### What is expected:
Each line of the records that holds the word "given" should be copied out.

Records from a dataset:
•••••

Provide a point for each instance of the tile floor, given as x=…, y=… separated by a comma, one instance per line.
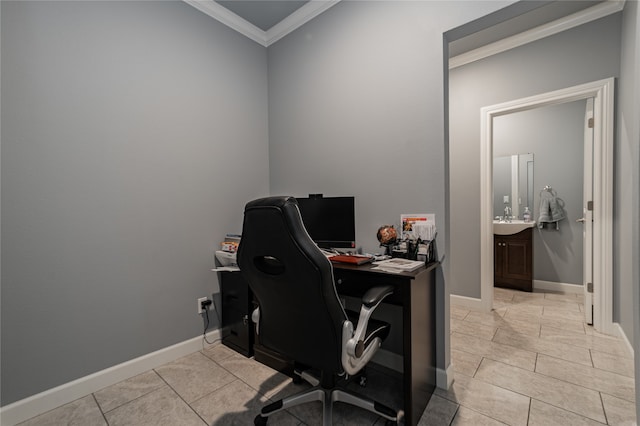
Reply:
x=532, y=361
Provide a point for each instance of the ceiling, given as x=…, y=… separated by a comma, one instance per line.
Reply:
x=263, y=21
x=267, y=21
x=264, y=14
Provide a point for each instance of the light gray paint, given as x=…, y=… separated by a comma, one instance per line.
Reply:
x=355, y=108
x=559, y=61
x=555, y=135
x=628, y=295
x=133, y=133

•••••

### Solved exercise:
Provide a point for each instance of the tile floor, given as x=…, y=… separated by a comma, one instance per line.
Provide a point for each instance of the ceiling, given as x=…, y=… separated by a comma, one instance per line.
Provide a point for each instance of the light gray paint, given as x=…, y=… separated by a comma, one instance per line.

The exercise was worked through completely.